* begin Supplied records *
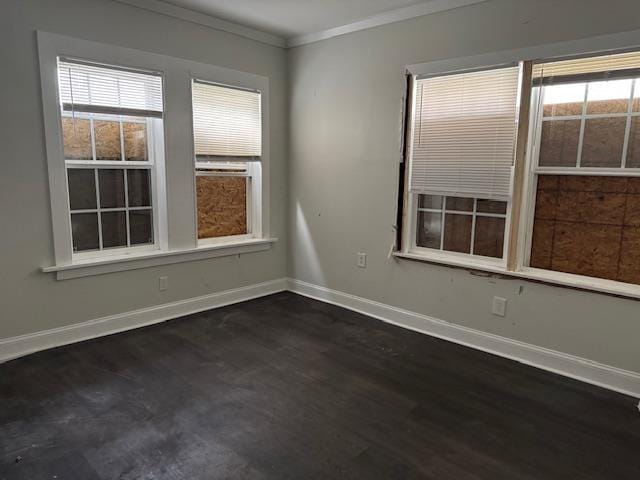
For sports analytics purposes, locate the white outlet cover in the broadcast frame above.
[491,297,507,317]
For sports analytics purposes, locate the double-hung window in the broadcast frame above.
[525,53,640,284]
[38,32,275,279]
[397,52,640,296]
[192,80,262,243]
[407,66,519,263]
[58,57,163,257]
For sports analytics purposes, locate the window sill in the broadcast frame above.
[393,252,640,299]
[42,238,278,280]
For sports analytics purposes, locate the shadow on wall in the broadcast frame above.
[293,202,326,285]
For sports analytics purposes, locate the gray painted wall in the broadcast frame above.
[288,0,640,372]
[0,0,287,338]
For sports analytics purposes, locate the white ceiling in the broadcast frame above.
[164,0,444,38]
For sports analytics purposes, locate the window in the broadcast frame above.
[58,58,163,256]
[409,66,519,262]
[399,52,640,295]
[416,195,507,258]
[192,80,262,242]
[528,54,640,284]
[37,32,275,280]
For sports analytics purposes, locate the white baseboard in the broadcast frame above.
[288,279,640,398]
[0,278,640,398]
[0,278,287,362]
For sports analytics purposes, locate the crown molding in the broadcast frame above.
[286,0,488,48]
[112,0,489,48]
[112,0,286,48]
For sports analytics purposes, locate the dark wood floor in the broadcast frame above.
[0,293,640,480]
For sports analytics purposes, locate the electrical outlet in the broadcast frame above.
[491,297,507,317]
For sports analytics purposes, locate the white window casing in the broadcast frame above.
[409,66,519,200]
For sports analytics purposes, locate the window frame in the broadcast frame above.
[60,112,164,260]
[189,79,267,246]
[519,72,640,274]
[400,36,640,299]
[398,62,522,271]
[37,31,277,279]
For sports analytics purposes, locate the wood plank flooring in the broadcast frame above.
[0,293,640,480]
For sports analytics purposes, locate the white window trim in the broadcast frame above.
[37,32,276,279]
[393,30,640,299]
[189,79,269,246]
[61,112,167,256]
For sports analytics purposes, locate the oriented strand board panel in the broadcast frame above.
[62,117,93,160]
[196,176,248,239]
[122,122,148,162]
[93,120,122,160]
[530,176,640,284]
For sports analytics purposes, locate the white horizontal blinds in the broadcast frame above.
[410,67,519,199]
[58,58,163,117]
[193,80,262,161]
[533,52,640,83]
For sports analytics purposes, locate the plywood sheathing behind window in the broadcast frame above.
[196,176,248,239]
[530,176,640,283]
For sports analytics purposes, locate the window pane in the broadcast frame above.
[626,116,640,168]
[98,168,125,208]
[127,169,151,207]
[587,80,633,114]
[539,120,580,167]
[442,213,473,253]
[196,176,247,239]
[580,117,627,168]
[100,211,127,248]
[473,217,504,258]
[71,213,100,252]
[476,198,507,215]
[93,120,122,160]
[129,210,153,245]
[62,117,93,160]
[122,122,148,162]
[543,83,585,117]
[633,79,640,112]
[416,212,442,249]
[67,168,97,210]
[445,197,473,212]
[530,176,640,282]
[418,195,442,210]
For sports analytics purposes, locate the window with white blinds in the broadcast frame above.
[533,52,640,85]
[409,66,519,199]
[58,57,163,118]
[192,80,262,161]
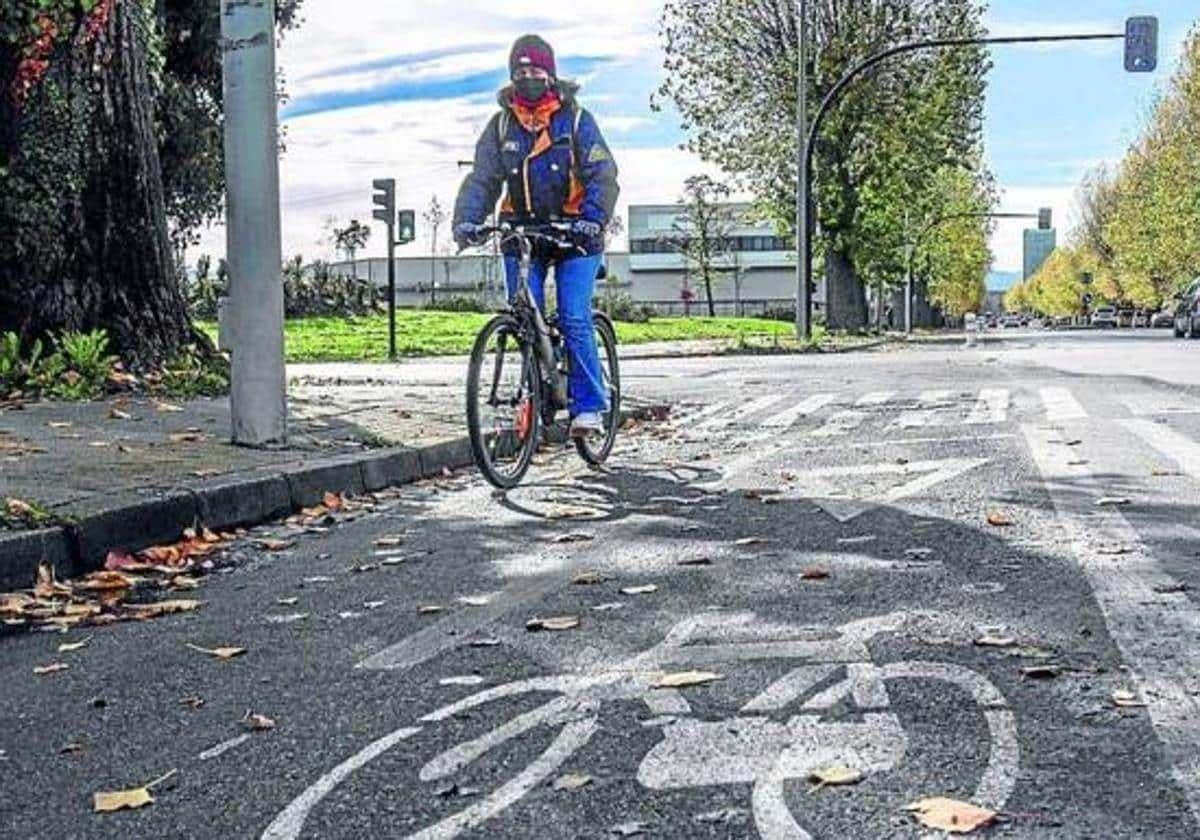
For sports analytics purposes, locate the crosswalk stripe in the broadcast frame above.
[1040,388,1087,421]
[1120,420,1200,480]
[762,394,838,428]
[695,394,787,431]
[966,388,1012,426]
[812,412,866,438]
[895,391,954,428]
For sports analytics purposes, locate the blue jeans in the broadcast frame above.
[504,256,608,418]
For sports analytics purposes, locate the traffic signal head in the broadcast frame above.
[372,178,396,227]
[1126,17,1158,73]
[396,210,416,245]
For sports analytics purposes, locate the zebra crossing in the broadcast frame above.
[677,386,1200,440]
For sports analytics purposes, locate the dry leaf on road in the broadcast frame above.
[553,773,595,791]
[905,797,996,834]
[187,644,246,660]
[620,583,659,595]
[809,767,863,793]
[650,671,725,689]
[526,616,580,632]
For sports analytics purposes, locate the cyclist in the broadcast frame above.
[454,35,619,437]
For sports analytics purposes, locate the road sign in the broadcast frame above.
[1126,16,1158,73]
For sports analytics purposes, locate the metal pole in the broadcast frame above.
[388,231,398,361]
[221,0,287,446]
[796,0,812,341]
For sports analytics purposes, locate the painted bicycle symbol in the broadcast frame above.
[263,613,1019,840]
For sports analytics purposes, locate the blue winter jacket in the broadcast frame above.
[454,80,620,254]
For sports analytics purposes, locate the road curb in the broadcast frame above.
[0,406,661,592]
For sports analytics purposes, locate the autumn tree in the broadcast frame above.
[0,0,309,367]
[656,0,989,329]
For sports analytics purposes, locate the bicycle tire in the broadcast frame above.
[575,313,620,467]
[467,314,541,490]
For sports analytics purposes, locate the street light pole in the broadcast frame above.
[796,0,812,342]
[221,0,287,446]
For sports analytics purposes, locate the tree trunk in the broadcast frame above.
[826,248,866,330]
[0,0,196,367]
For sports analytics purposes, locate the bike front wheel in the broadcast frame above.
[467,314,541,490]
[575,314,620,467]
* end Supplied records *
Job
Rewrite the part of the listing that opens with the line containing "For sports analytics purposes, locate the window in" and closes with the line containing "[37,32,275,280]", changing "broadcast frame" to "video still" and keeping everything else the same.

Answer to the task
For sports analytics purposes, locate the window in the video still above.
[58,58,163,256]
[409,66,519,262]
[399,52,640,295]
[416,195,507,258]
[192,80,262,242]
[528,54,640,284]
[37,32,275,280]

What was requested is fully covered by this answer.